Document segment:
## BEGIN

McIlroy pens another dominating performance

By Jason SobelNovember 25, 2012, 6:38 pm

With an indisputable No. 1 atop the list of Best Golfers in the World, leaving the rest of the global population battling for position somewhere below, the greatest competition in golf may now be found in the form of players, media and fans attempting to climb and writhe their way past each other in choosing the perfect superlative for him.

Some will call Rory McIlroy 'mercurial' in the wake of his five-birdie finish to win the DP World Tour Championship on Sunday. Others will label him 'commanding' for a season that concludes with him not only first in the Official World Golf Ranking, but sweeping both the PGA Tour and European money lists.

Justin Rose, whose course-record 62 was only good enough for second place, opted to call the performance “class.” Luke Donald, who played alongside McIlroy in the final round, went with “amazing.” Their fellow Ryder Cup teammates Francesco Molinari and Nicolas Colsaerts respectively chose “inspirational” and “unreal.”

Good news: There are no losers in this competition, other than those unwilling to recognize Rory’s current superiority. (If such people actually do exist, they’re clearly failing the ever-discerning eyeball test.)

The struggle for suitable superlatives should sound familiar, because it wasn’t so long ago that Tiger Woods was garnering similar attention. Comparisons and contrasts between Woods in his 1996-2009 form and McIlroy right now come fast and easy, even if the latter blanches at such correlations. They are alike in that both players have warranted excessive expectations, only to exceed them. They are dissimilar in that Woods often owned a propensity to win with something less than his “A” game. McIlroy will miss more cuts and play to a more mediocre level when he doesn’t have his best stuff, but when he does everyone else is usually playing for second place.

Maybe it’s splitting hairs, but those trying to apply specific adjectives to each player could label Tiger 1.0 as more “consistent” while Rory takes the edge in “torridness.” In either case, both descriptions lead to each being called “dominant,” which conjures the main theme here.

Golf has officially reentered the Thesaurus Era.

What it means is that much like competitors striving to keep pace with McIlroy, anyone wishing to chronicle his accomplishments had better come stronger than lame attempts such as “good” or “great” or the always inexcusable “words can’t even describe it.”

Here’s what we know about Rory’s recent run: Starting with the PGA Championship in August, his worldwide results table shows 1-24-1-1-10-2-3-MC-1. That's a winning percentage of 44.4 – or an even 50 if we include Ryder Cup, where he compiled a 3-2-0 record during Europe’s triumph.

## END

Raw records:
## BEGIN

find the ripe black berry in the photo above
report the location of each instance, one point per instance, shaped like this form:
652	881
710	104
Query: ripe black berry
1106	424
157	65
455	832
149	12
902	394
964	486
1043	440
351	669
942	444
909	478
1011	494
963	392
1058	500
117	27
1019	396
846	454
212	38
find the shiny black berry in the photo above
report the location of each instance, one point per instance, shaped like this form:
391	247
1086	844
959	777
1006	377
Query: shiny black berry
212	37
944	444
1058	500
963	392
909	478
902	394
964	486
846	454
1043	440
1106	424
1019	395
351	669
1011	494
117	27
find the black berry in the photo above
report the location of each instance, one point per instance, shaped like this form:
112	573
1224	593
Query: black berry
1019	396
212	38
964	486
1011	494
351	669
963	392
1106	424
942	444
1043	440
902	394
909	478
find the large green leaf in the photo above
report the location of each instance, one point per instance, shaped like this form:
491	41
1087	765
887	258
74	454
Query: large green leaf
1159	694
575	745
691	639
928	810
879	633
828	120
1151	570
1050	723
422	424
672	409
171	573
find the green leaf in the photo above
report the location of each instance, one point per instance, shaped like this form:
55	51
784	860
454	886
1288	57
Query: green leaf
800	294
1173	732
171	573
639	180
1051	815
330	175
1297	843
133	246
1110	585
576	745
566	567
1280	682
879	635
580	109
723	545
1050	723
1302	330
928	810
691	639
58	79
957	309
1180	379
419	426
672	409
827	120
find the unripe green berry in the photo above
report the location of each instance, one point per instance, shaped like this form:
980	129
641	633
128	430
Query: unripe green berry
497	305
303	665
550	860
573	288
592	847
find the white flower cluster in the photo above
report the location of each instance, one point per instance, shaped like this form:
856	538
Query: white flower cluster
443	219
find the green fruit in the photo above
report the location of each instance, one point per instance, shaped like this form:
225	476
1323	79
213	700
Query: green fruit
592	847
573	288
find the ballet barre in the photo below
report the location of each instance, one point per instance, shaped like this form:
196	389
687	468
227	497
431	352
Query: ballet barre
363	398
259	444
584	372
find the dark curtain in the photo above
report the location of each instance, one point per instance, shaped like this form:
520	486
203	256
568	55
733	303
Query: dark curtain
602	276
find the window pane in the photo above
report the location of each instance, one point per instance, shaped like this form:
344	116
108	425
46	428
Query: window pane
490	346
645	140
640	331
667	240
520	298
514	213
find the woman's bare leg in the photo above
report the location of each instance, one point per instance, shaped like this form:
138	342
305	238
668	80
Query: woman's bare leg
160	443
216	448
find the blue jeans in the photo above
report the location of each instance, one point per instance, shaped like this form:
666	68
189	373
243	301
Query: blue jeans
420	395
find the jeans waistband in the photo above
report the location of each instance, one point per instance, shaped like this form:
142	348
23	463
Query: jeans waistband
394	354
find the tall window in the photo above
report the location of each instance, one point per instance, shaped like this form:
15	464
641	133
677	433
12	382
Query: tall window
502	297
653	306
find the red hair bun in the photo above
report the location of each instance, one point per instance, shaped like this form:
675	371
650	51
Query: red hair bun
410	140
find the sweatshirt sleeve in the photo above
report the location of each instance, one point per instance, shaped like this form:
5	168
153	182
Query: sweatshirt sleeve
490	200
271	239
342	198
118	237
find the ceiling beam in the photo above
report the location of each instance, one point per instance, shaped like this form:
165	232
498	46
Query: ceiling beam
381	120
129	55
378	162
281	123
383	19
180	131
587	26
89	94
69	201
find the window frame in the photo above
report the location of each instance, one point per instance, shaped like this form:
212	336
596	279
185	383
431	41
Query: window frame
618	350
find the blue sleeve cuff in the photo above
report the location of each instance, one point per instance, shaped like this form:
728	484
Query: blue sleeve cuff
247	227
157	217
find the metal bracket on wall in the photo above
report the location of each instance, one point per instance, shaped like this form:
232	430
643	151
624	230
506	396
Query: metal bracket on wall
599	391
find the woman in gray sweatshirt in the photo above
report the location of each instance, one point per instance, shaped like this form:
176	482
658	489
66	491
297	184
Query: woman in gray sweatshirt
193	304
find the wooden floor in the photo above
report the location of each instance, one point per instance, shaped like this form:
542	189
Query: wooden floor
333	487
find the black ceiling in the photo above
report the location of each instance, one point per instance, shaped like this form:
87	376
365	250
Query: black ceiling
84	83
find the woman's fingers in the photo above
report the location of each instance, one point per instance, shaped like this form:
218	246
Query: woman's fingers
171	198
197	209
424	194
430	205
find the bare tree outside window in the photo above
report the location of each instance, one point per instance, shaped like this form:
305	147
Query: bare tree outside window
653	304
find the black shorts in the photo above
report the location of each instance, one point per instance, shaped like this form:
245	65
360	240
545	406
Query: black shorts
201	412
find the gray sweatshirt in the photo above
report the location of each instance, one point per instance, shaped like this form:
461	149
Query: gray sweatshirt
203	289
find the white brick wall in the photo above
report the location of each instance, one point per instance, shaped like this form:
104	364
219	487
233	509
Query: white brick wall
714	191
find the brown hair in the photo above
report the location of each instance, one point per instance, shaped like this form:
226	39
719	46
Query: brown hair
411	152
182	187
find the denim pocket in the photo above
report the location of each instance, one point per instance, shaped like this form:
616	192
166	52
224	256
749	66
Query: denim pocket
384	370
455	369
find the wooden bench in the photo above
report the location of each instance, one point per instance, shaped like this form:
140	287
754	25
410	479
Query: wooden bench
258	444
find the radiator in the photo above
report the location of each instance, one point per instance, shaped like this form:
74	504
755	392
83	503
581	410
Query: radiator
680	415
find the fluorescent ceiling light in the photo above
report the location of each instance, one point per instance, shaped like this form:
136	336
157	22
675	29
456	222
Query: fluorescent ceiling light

## END

The tasks:
**a.** From the McIlroy article, set down the passage between "With an indisputable" and "superlative for him.", inclusive.
**b.** According to the McIlroy article, why should the struggle for suitable superlatives sound familiar? Answer in one to three sentences.

Solutions below:
**a.**
With an indisputable No. 1 atop the list of Best Golfers in the World, leaving the rest of the global population battling for position somewhere below, the greatest competition in golf may now be found in the form of players, media and fans attempting to climb and writhe their way past each other in choosing the perfect superlative for him.

**b.** It should sound familiar because not long ago Tiger Woods was getting similar attention. The article compares McIlroy's current form with Woods in his 1996-2009 form.